::: TASK INPUT :::

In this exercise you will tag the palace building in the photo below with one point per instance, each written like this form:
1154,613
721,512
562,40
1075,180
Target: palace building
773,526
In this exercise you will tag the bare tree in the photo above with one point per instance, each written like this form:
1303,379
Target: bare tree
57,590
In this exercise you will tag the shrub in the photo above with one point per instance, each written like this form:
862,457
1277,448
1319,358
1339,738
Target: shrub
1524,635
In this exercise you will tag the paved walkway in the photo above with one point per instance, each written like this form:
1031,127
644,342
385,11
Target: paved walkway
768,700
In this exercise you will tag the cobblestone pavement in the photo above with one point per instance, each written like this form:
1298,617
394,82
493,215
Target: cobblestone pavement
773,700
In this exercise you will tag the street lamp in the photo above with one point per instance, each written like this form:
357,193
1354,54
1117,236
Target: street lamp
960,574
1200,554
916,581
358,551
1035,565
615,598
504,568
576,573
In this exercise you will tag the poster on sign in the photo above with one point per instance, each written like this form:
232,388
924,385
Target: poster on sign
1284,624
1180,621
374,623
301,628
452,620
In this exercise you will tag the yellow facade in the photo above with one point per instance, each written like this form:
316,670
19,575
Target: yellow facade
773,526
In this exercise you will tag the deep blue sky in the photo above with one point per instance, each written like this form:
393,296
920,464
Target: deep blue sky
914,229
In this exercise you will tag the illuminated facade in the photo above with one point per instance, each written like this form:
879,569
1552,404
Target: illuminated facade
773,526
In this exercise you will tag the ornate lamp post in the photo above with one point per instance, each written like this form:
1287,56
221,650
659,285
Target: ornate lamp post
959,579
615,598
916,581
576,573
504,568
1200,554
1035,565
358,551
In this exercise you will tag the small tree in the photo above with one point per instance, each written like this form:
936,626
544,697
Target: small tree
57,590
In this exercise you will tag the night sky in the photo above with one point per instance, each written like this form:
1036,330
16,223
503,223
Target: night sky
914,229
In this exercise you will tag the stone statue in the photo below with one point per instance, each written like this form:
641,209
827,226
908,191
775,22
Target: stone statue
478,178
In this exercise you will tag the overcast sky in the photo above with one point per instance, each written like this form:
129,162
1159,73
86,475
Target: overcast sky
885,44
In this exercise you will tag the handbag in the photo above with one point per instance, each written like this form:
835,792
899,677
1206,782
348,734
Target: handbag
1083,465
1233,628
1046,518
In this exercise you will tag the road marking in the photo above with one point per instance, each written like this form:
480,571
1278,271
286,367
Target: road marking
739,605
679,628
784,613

:::

# [WORK ORDER]
Search the listing for the string "below". Copy each line where it turns up.

# [EXERCISE RESPONSE]
In this exercise you will tag the palace building in the photo below with one point per instance, each written like this form:
In this exercise you will tag the stone statue in the photo below with one point per instance, each written like this form:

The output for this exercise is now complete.